Location identification items
________________________

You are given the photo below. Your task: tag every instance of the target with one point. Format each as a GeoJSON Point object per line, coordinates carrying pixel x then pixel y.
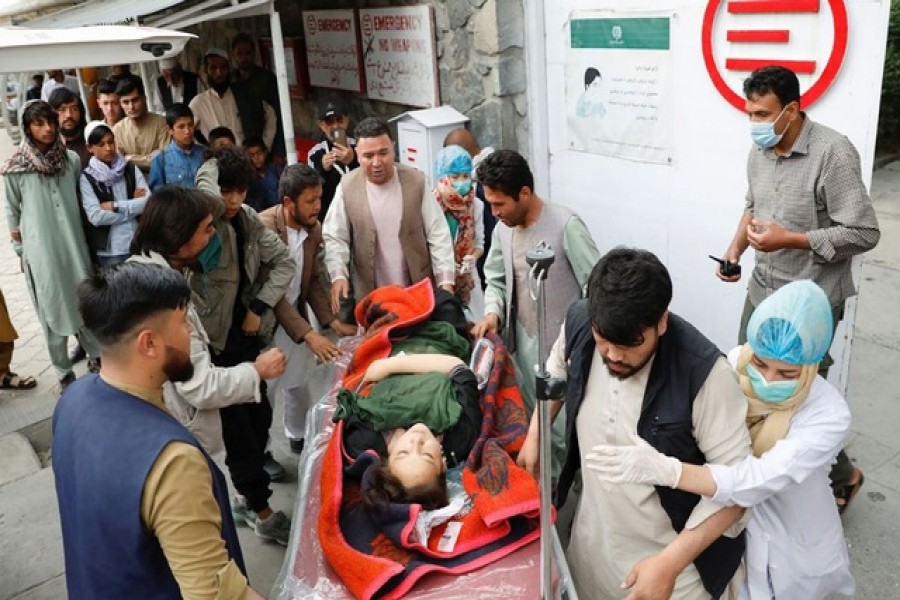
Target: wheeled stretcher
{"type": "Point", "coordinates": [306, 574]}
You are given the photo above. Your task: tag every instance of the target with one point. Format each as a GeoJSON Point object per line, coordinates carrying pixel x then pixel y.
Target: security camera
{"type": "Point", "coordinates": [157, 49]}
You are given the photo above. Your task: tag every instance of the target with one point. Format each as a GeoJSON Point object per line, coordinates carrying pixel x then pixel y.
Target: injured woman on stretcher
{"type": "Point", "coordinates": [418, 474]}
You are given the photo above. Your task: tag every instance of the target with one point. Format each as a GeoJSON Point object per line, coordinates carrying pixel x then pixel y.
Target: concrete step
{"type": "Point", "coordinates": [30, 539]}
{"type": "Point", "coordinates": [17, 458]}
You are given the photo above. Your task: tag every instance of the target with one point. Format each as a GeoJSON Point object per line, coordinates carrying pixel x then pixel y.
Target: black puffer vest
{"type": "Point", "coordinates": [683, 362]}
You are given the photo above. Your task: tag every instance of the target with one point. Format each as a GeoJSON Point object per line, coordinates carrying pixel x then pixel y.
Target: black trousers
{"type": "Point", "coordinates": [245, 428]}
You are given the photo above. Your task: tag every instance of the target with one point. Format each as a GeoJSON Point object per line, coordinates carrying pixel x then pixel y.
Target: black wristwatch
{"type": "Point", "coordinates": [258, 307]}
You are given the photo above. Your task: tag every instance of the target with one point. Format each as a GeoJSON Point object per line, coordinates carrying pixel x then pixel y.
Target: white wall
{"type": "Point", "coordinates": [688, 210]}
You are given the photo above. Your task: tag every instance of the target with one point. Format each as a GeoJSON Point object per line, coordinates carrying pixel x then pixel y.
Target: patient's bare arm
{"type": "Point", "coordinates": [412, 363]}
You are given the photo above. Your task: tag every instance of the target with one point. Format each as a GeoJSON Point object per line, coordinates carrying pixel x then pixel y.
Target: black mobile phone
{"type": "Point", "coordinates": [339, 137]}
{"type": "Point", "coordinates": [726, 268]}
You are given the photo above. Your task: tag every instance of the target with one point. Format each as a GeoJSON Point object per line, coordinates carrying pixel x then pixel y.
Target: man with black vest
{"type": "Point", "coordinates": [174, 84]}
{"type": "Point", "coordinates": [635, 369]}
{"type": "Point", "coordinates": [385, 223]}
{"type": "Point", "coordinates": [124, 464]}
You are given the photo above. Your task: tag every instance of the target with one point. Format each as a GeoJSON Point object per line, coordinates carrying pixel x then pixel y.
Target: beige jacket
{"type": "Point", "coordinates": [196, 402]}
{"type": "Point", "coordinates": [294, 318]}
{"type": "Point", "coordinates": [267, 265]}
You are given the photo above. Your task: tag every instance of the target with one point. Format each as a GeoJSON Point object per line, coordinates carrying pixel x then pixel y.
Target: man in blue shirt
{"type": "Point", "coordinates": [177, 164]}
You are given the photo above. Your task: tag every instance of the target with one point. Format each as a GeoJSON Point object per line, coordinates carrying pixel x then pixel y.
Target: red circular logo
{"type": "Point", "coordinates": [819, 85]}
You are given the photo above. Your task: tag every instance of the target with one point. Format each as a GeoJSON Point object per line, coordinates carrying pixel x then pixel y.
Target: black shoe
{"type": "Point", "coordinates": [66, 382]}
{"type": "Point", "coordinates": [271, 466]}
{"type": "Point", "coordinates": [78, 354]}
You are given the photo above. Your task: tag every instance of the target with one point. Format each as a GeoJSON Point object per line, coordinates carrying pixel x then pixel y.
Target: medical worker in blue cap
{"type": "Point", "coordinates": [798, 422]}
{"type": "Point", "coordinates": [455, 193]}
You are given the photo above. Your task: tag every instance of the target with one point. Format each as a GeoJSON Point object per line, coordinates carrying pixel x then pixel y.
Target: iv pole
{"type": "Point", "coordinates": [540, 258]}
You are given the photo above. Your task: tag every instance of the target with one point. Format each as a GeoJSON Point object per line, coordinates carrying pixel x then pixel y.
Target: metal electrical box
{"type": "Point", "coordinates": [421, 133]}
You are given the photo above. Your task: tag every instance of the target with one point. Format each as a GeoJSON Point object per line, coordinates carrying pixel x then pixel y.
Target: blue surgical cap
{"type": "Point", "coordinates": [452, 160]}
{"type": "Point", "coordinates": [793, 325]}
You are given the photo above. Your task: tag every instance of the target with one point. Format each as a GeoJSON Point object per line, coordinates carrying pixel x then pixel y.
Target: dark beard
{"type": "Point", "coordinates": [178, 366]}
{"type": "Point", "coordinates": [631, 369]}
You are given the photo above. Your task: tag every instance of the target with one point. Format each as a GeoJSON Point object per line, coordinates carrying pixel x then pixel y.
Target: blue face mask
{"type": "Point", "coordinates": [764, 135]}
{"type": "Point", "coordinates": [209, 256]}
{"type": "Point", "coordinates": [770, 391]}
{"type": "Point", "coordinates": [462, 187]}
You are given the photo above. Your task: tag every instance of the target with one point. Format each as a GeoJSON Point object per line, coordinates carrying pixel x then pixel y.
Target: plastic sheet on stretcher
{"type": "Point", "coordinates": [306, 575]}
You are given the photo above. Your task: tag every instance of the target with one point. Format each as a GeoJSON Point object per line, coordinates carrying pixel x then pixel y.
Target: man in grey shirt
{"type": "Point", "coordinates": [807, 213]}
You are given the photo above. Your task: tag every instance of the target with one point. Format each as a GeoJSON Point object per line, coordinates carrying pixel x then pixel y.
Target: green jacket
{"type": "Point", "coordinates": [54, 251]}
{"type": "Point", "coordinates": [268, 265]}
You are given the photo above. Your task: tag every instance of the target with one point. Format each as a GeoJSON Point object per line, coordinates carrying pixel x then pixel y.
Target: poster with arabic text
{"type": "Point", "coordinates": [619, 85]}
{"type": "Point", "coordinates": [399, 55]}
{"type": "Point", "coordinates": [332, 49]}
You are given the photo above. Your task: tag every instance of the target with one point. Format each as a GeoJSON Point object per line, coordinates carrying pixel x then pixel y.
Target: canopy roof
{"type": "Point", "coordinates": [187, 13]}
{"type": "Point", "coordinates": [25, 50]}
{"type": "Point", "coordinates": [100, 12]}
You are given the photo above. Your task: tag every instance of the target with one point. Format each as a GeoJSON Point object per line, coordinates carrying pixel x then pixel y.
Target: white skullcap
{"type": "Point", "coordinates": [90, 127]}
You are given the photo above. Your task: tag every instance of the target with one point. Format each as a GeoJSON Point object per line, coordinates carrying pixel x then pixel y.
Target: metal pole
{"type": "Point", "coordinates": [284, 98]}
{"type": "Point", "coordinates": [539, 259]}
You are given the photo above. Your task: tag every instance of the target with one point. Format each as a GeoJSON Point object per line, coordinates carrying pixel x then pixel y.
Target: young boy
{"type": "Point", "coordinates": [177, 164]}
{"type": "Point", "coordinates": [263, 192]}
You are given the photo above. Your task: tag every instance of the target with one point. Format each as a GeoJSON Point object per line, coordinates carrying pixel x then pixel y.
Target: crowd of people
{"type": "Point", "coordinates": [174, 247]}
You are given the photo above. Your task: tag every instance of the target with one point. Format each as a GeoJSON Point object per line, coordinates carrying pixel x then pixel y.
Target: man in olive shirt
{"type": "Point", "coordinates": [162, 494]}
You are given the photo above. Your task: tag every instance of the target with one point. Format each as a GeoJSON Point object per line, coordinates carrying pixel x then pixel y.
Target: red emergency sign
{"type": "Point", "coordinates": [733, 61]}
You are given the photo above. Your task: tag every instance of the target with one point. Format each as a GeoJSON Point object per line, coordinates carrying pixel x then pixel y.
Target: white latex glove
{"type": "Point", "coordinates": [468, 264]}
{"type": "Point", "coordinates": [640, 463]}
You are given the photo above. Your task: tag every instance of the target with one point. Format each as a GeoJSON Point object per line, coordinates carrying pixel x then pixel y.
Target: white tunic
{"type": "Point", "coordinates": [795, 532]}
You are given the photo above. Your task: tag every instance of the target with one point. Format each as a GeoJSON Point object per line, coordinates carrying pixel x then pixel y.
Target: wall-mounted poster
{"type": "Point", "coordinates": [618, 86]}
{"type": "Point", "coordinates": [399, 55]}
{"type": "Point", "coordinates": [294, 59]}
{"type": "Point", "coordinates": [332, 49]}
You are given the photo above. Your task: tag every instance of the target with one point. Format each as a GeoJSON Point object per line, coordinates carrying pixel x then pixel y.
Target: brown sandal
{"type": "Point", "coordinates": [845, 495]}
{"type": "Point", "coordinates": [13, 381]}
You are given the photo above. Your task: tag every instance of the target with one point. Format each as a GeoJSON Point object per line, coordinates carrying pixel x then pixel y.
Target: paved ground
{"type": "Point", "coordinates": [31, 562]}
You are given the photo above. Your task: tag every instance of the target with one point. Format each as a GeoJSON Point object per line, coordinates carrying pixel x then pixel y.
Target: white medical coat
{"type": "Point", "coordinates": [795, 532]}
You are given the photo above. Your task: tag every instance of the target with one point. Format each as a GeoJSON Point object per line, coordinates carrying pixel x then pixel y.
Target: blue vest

________________________

**DO THIS:**
Count the lines in the material above that contain the word "white", and reply with the number alone.

**FINAL RESULT:**
5